* _Aufgabe a_
Prüfe bitte, ob die folgenden Aussagen mit dem Text über demokratische Gesellschaften übereinstimmen, und belege jede Antwort mit einem wörtlichen Zitat daraus:
(i) Der Text teilt eine Demokratie grob in drei Gruppen ein.
(ii) Laut dem Text gibt es keine Mobilität zwischen den Gruppen.
(iii) Laut dem Text treffen die Gebildeten die Entscheidungen in den Unternehmen.

* _Ausgangstext_
__________________________________________________
Ich will in diesem Artikel – sehr grob und vereinfacht – beschreiben, wie meiner Meinung nach alle demokratischen Gesellschaften funktionieren.
In einer Demokratie gibt es ganz grob 3 Gruppen: die Besitzer, die Gebildeten und die Armen.
Die Besitzer reproduzieren sich durch Erbschaft und Netzwerke, die Gebildeten durch gute Schul- und Hochschulabschlüsse und die Vorbereitung auf den Arbeitsmarkt und die Armen, weil sie weder Zugang zu Netzwerken noch zu Bildung haben oder haben wollen. Es gibt zwar Mobilität zwischen den Gruppen, aber die Verteilung bleibt ungefähr erhalten.
Die Besitzer besitzen die Unternehmen und treffen Entscheidungen. Die Gebildeten entwickeln, arbeiten und produzieren und die Armen tun das, was keine der anderen Gruppen machen möchte. Ein Teil der Armen kommt wegen staatlicher Geldtransfers gerade so über die Runden.
Ich will hier für keine der Gruppen Partei ergreifen, noch geht es mir darum, eine der Gruppen zu stigmatisieren. Es ist mir außerdem klar, dass ich hier ein starke Vereinfachung vornehme. Es geht mir um eine grobe funktionelle Beschreibung.
In einer Demokratie wird gewählt, aber die wesentliche funktionelle Struktur der Gesellschaft bleibt unverändert:
Die Funktion der Besitzenden ist es, Entscheidungen zu treffen. Rein rechnerisch zahlen sie zudem den Löwenanteil des Steueraufkommens, profitieren durch ihren Besitz und/oder ihre Position in Unternehmen am meisten am Mehrwert der Arbeit der beiden andere Gruppen, die in den Forschungsabteilungen und Fabrikhallen von Firmen erzeugt werden.
__________________________________________________
* _Eingabematerial_
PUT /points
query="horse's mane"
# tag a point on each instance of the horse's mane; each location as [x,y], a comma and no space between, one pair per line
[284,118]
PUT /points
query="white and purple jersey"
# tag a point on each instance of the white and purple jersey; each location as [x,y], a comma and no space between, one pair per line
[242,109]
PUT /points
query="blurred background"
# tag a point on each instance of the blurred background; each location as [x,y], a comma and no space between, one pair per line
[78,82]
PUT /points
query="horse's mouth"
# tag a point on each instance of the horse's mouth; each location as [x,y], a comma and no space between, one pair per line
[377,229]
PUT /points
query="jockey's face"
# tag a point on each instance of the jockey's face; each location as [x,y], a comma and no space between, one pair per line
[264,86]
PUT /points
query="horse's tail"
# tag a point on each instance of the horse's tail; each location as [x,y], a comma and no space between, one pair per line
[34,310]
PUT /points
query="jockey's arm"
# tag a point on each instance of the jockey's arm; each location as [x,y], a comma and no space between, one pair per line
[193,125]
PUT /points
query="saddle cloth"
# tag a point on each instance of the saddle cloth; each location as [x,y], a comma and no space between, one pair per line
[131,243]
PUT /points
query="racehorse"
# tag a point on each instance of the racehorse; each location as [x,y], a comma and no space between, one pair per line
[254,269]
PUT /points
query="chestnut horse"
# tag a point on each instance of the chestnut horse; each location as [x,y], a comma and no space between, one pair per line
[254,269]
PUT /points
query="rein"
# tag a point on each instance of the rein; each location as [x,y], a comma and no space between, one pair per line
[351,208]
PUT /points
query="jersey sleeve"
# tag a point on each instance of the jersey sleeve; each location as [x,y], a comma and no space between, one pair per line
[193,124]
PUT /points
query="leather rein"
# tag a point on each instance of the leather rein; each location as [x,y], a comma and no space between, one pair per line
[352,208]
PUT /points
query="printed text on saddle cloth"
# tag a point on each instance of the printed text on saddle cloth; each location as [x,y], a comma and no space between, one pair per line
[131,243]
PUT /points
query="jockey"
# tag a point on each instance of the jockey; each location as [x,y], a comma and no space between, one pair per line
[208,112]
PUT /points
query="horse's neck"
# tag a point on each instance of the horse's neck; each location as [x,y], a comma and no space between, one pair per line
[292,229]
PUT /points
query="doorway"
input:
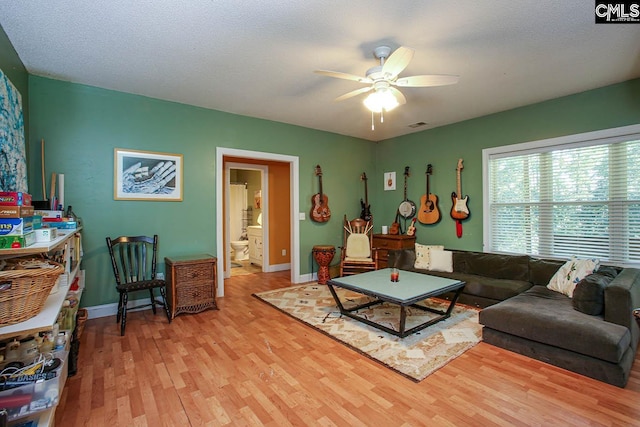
__________________________________________________
* _Aufgabe b_
Gib jede Zeile der Auflistung an, in der die Zeichenfolge "purple" vorkommt.

* _Lösung a_
(i) Ja: „In einer Demokratie gibt es ganz grob 3 Gruppen: die Besitzer, die Gebildeten und die Armen.“
(ii) Nein: „Es gibt zwar Mobilität zwischen den Gruppen, aber die Verteilung bleibt ungefähr erhalten.“
(iii) Nein: „Die Besitzer besitzen die Unternehmen und treffen Entscheidungen.“

* _Lösung b_
query="white and purple jersey"
# tag a point on each instance of the white and purple jersey; each location as [x,y], a comma and no space between, one pair per line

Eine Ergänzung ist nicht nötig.